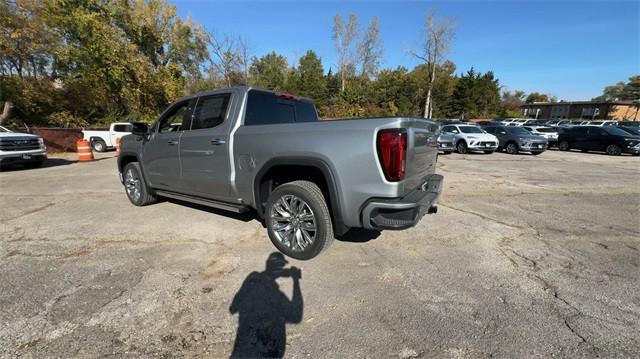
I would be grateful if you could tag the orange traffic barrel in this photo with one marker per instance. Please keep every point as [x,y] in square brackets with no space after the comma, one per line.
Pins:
[84,150]
[118,146]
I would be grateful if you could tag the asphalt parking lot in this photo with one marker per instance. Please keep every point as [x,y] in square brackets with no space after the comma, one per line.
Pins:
[528,256]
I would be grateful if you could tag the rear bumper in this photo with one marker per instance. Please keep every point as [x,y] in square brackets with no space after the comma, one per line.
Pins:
[632,150]
[405,212]
[534,147]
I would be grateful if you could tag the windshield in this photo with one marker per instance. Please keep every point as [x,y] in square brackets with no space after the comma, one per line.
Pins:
[518,131]
[470,129]
[616,131]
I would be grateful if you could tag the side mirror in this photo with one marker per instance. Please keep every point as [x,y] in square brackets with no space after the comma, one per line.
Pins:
[140,129]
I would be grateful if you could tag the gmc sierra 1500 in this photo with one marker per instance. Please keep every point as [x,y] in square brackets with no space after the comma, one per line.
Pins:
[245,148]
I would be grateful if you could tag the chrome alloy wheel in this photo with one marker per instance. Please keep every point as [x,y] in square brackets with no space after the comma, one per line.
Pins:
[133,185]
[293,222]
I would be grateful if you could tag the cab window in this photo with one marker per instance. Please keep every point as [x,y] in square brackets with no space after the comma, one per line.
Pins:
[178,117]
[210,111]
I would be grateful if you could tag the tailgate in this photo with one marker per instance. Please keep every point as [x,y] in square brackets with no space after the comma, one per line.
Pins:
[422,151]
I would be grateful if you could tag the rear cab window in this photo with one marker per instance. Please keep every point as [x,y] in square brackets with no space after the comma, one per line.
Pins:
[268,108]
[122,128]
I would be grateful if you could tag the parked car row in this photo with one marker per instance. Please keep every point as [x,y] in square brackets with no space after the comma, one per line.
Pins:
[21,148]
[496,136]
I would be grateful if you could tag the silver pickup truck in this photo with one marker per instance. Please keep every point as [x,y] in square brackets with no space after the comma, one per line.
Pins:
[245,148]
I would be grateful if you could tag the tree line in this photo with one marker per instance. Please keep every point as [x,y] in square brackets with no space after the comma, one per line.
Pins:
[84,62]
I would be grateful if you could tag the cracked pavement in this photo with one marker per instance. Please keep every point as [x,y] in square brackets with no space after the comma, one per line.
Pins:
[527,257]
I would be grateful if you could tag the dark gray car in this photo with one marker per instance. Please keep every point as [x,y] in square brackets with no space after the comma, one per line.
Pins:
[244,148]
[517,139]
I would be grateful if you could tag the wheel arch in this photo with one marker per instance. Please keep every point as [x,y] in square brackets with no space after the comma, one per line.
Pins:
[287,169]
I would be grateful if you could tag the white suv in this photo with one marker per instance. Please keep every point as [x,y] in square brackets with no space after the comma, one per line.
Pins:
[468,138]
[23,148]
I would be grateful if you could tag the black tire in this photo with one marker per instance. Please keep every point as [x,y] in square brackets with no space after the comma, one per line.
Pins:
[99,145]
[462,147]
[146,195]
[613,150]
[34,164]
[312,197]
[564,146]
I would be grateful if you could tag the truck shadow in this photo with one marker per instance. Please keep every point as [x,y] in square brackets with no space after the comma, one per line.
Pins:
[49,162]
[264,310]
[359,235]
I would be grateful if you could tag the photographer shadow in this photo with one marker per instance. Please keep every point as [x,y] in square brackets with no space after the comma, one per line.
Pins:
[264,310]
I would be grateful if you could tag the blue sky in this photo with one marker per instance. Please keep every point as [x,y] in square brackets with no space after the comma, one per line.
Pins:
[567,49]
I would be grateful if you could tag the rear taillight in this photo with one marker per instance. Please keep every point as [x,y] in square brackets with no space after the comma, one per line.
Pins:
[392,153]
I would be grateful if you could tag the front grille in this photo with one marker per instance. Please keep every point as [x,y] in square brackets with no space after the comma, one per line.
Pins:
[19,145]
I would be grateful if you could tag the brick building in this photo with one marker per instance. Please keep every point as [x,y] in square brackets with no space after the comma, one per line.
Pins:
[610,110]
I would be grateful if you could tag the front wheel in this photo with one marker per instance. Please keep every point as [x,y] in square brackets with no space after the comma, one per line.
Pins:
[137,190]
[614,150]
[298,220]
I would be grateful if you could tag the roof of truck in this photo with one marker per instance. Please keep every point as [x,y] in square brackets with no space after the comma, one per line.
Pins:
[240,89]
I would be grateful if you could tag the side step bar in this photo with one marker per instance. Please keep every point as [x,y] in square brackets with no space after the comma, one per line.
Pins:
[237,208]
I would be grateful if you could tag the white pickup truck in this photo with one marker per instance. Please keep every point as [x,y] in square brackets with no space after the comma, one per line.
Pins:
[102,140]
[21,148]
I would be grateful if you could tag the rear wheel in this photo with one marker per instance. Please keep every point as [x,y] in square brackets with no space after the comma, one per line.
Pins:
[298,220]
[614,150]
[462,147]
[98,145]
[137,190]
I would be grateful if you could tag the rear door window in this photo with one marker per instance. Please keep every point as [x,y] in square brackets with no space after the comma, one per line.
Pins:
[210,111]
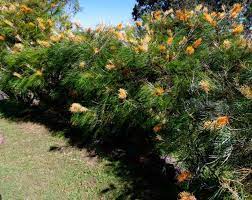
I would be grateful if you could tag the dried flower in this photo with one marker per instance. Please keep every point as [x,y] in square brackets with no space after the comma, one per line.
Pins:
[190,50]
[77,108]
[122,94]
[183,176]
[186,196]
[197,43]
[238,29]
[246,91]
[204,85]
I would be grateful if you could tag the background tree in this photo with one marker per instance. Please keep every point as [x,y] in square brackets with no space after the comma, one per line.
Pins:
[146,6]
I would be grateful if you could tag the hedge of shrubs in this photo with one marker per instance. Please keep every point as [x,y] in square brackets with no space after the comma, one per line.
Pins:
[183,77]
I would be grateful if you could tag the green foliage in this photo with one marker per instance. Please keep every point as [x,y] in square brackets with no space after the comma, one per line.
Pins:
[184,78]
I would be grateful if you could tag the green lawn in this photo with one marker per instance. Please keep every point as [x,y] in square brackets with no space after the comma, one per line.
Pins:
[29,170]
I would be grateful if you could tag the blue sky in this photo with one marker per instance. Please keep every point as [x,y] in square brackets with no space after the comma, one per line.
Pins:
[108,11]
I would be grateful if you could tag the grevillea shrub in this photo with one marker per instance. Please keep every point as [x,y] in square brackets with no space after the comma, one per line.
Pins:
[183,77]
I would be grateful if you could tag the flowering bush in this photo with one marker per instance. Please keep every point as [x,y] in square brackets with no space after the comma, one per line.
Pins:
[184,77]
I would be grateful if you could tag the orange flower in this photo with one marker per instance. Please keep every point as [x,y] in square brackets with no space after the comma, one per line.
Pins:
[238,29]
[183,15]
[222,121]
[186,196]
[227,44]
[157,15]
[159,91]
[96,50]
[139,24]
[17,74]
[43,43]
[53,5]
[183,176]
[119,26]
[237,8]
[209,19]
[190,50]
[55,38]
[204,85]
[77,108]
[110,65]
[82,64]
[197,43]
[2,38]
[162,48]
[122,94]
[25,9]
[39,73]
[169,41]
[246,91]
[157,128]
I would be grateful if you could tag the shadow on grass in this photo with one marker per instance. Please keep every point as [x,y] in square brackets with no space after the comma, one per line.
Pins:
[144,174]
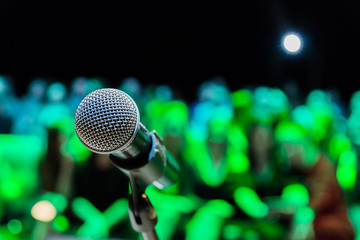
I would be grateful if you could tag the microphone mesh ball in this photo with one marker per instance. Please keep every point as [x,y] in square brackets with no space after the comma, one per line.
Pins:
[106,120]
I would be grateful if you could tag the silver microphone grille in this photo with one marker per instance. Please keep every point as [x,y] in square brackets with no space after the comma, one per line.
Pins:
[107,120]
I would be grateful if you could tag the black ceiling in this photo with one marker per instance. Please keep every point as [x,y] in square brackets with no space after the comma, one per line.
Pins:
[170,43]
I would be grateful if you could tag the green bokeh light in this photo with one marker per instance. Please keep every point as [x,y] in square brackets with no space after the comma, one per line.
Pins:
[60,223]
[248,201]
[346,170]
[295,194]
[14,226]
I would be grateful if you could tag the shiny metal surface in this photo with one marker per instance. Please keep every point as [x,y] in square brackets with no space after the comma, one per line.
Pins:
[107,120]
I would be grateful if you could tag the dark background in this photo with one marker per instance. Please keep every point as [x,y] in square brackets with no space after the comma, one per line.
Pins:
[182,44]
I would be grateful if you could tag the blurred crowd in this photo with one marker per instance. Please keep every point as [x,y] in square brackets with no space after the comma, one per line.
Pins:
[256,163]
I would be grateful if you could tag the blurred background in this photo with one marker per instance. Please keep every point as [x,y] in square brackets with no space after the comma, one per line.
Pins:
[258,101]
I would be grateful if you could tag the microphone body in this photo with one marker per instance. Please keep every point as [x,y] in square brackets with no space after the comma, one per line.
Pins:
[107,122]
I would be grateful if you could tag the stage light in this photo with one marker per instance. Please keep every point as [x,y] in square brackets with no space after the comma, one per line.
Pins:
[43,211]
[292,43]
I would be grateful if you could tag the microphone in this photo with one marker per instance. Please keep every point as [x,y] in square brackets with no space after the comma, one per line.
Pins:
[107,121]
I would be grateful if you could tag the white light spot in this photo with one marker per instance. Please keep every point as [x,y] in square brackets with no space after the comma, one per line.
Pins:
[43,211]
[292,43]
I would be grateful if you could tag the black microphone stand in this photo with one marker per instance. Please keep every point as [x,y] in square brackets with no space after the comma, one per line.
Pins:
[142,214]
[153,166]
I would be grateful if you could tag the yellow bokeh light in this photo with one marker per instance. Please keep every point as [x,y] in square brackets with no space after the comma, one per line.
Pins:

_____

JOB |
Repeat word for word the lines running from the line containing "I would be grateful if you could tag the blurred background" to the end of the entries above, inclusive.

CORRECT RESPONSE |
I would be grateful if you could tag the blurred background in this photo with one marker per instance. Please keep every point as [x,y] in square brackets with no space after the comma, one per line.
Pins:
[258,101]
I would be grateful if you could tag the microphone body in this photo with one marker per instance. Please keep every point as [x,y] in square brackets with no space after the comma, one per line.
Pins:
[107,122]
I would be grateful if you could tag the stage light in this photo with one marker per instance. Please keep every point as [x,y] in square brackets with no space after the comma, one per line.
Pins:
[43,211]
[292,43]
I would be grateful if you could tag the microphone in this photo with one marker per instance. Please keep every point as [x,y] in square brackets with no space after the comma, one per line.
Pins:
[107,121]
I would be grateful if you could tag the white light spot in this photo with one marker per instance. Please keep every point as [x,y] in square brackets with no space after the comma, one per line.
Pins:
[43,211]
[292,43]
I would be grateful if you could tag the black microphone stand in this photo with one marker per instance. Please keep every point as [x,y] in square brackets with no space after the comma, one per line.
Pins:
[142,214]
[153,166]
I would be grateful if you could tag the yellow bokeh light in this photo with one marker per instance. Please keep every point as [x,y] in square brackets with no space after the comma, one per line.
Pins:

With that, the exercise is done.